■ **WORK ORDER**
Your answer should be every line of the entries that has the string "each" in it.

■ **DATA TO PROCESS**
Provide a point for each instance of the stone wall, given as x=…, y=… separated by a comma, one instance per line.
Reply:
==
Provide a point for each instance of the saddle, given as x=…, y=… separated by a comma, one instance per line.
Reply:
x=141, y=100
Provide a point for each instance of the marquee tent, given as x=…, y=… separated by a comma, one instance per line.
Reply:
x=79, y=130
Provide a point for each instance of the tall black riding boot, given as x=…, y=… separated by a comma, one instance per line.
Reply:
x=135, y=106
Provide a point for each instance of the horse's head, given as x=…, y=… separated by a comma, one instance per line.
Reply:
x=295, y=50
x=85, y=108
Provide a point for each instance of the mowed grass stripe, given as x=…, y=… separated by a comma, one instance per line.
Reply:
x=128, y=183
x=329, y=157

■ **RESULT FOR THIS EXERCISE**
Provide a point for each instance of the stone wall, given as x=…, y=… separated by a comma, one instance per line.
Provide a point for each instance of the saddle, given as x=…, y=… separated by a comma, one instance per line.
Provide a point for each instance of the marquee tent, given as x=…, y=… separated by a comma, one instance per line.
Provide a point for each instance of the tall black riding boot, given as x=…, y=… separated by a comma, one instance per line.
Provide a point for each instance of the horse's head, given as x=…, y=… separated by a comma, one instance per line.
Provide a point for each instance of the mowed grass stripe, given as x=…, y=… separated by a comma, one instance per line.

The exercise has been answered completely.